[Document text — start]

6/23/2014 4:56:08 PM

Study links pesticide exposure in pregnancy to autism

Reuters

A spray plane sprays pesticide on peas in an undated photo. (Getty Images)


By Kathryn Doyle

NEW YORK (Reuters Health) - In a new study from California, children with an autism spectrum disorder were more likely to have mothers who lived close to fields treated with certain pesticides during pregnancy.

Proximity to agricultural pesticides in pregnancy was also linked to other types of developmental delay among children.

“Ours is the third study to specifically link autism spectrum disorders to pesticide exposure, whereas more papers have demonstrated links with developmental delay,” said lead author Janie F. Shelton, from the University of California, Davis.

There needs to be more research before scientists can say that pesticides cause autism, she told Reuters Health in an email. But pesticides all affect signaling between cells in the nervous system, she added, so a direct link is plausible.

California is one of only a few states in the U.S. where agricultural pesticide use is rigorously reported and mapped. For the new study, the researchers used those maps to track exposures during pregnancy for the mothers of 970 children.

The children included 486 with an autism spectrum disorder (ASD), 168 with a developmental delay and 316 with typical development.

[Document text — finish]

Exercises to complete -
1. In the article above on pesticide exposure and autism, how many children did the researchers track pregnancy exposures for?
2. Continue the article above on pesticide exposure and autism, picking up right after its last sentence.

[Records provided — start]

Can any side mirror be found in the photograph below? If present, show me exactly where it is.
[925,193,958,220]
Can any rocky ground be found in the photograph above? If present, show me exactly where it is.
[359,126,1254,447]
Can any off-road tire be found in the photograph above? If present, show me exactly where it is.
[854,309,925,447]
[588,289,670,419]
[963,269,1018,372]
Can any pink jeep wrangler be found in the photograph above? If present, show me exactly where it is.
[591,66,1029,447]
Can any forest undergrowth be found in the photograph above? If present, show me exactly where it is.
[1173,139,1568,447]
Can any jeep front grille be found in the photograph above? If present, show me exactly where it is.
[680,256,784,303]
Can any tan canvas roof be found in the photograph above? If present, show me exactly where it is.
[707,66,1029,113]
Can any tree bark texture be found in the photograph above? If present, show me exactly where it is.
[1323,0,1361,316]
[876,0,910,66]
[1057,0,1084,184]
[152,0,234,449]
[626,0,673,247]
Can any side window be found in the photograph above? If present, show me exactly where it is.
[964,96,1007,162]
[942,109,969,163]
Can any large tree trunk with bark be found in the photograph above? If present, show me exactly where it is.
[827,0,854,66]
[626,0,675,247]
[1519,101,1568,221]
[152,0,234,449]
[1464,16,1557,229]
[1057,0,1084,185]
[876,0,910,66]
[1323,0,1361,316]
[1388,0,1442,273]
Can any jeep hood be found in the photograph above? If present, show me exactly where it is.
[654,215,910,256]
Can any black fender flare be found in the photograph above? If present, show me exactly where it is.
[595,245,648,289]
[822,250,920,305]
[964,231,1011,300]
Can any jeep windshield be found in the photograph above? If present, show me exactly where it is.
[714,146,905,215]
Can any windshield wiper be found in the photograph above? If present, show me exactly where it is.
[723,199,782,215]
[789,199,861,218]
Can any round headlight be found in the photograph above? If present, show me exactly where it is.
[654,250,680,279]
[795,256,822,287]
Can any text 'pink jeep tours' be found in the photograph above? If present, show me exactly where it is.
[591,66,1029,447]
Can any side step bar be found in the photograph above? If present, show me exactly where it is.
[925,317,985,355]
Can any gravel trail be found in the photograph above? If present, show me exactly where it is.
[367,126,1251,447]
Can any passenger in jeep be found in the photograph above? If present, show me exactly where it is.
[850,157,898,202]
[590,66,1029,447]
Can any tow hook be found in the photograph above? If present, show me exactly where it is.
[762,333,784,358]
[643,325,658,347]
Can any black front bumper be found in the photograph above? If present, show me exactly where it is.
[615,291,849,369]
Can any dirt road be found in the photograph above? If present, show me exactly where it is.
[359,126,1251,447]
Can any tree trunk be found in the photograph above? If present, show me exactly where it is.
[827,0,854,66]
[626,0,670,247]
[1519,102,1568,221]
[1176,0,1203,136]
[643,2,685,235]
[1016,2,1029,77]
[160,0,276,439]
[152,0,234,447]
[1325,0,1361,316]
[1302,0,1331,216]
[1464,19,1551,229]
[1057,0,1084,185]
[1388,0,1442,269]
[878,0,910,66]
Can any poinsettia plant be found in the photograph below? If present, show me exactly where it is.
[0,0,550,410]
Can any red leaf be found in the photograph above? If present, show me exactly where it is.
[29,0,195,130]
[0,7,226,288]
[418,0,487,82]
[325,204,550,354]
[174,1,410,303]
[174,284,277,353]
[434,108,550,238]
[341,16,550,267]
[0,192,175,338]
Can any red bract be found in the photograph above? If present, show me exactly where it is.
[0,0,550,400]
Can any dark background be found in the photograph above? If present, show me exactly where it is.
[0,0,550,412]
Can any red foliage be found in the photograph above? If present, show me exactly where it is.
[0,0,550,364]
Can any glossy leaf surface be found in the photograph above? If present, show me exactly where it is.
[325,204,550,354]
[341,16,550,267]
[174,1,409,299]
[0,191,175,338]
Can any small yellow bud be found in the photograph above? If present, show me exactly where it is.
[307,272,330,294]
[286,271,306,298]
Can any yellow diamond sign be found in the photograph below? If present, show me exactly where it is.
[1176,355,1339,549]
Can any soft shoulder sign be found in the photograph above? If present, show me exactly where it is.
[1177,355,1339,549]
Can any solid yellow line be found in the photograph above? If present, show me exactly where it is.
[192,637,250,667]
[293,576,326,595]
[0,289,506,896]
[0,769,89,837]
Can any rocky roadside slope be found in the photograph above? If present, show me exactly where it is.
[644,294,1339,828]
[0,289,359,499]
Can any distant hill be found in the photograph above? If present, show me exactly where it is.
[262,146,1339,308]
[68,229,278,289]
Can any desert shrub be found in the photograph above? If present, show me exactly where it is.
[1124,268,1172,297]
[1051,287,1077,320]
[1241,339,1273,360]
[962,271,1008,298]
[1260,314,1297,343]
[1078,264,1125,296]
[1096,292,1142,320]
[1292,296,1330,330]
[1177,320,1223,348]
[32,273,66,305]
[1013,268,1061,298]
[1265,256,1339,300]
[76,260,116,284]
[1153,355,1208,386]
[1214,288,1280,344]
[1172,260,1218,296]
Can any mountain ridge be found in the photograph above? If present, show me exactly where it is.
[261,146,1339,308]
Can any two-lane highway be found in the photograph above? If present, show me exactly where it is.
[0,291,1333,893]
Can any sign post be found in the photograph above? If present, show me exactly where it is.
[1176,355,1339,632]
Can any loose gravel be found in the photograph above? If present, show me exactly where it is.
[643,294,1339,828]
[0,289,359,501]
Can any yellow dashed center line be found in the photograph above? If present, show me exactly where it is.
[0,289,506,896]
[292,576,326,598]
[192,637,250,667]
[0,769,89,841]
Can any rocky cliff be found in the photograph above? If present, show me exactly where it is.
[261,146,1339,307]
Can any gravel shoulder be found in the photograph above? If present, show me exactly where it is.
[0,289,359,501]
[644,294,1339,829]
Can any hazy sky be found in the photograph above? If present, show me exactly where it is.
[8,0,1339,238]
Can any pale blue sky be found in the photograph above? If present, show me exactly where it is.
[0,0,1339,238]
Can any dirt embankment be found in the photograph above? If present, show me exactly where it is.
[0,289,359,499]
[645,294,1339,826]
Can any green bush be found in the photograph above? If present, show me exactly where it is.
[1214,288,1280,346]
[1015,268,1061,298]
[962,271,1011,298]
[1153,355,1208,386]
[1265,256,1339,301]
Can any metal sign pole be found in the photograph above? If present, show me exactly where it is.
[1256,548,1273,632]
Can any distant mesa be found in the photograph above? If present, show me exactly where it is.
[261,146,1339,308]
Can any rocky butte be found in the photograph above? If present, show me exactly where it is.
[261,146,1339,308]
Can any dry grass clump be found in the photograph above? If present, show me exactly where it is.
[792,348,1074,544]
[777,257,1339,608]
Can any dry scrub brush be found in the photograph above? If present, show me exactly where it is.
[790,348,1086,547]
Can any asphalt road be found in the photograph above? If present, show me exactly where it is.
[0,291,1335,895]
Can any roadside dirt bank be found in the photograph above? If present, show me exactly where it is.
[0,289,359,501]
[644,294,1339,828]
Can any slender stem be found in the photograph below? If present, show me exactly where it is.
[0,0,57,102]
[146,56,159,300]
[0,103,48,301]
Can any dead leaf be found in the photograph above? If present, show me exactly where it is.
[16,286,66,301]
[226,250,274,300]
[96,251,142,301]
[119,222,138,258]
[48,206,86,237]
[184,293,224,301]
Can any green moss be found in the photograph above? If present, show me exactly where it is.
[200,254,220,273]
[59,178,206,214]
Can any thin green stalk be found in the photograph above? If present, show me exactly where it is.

[Records provided — finish]

Task responses -
1. 970 children.

2.
Developmental delay, in which children take extra time to reach communication, social or motor skills milestones, affects about four percent of U.S. kids, the authors write. The Centers for Disease Control and Prevention estimates that one in 68 children has an ASD, also marked by deficits in social interaction and language.

In the new study, about a third of mothers had lived within a mile of fields treated with pesticides, most commonly organophosphates.

Children of mothers exposed to organophosphates were 60 percent more likely to have an ASD than children of non-exposed mothers, the authors report in Environmental Health Perspectives.

Autism risk was also increased with exposure to so-called pyrethroid insecticides, as was the risk for developmental delay. Carbamate pesticides were linked to developmental delay but not ASDs.

For some pesticides, exposure seemed to be most important just before conception and in the third trimester, but for others it didn’t seem to matter when during pregnancy women were exposed.

Dr. Philip J. Landrigan speculated that the pesticides probably drifted from crops through the air, and that’s how pregnant women were exposed. The new study did not measure airborne pesticide levels, however.

Landrigan directs the Children's Environmental Health Center at the Icahn School of Medicine at Mount Sinai in New York and was not involved in the new study.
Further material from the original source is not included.